Stated task: Echo each of the rows below word for word, with nothing changed.

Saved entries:
════════
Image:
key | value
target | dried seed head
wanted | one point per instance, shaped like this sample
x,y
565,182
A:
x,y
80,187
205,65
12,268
════════
Exercise answer:
Image:
key | value
target | dried seed head
wanted | one point per instance, shaped like this sample
x,y
565,182
A:
x,y
80,187
205,65
12,268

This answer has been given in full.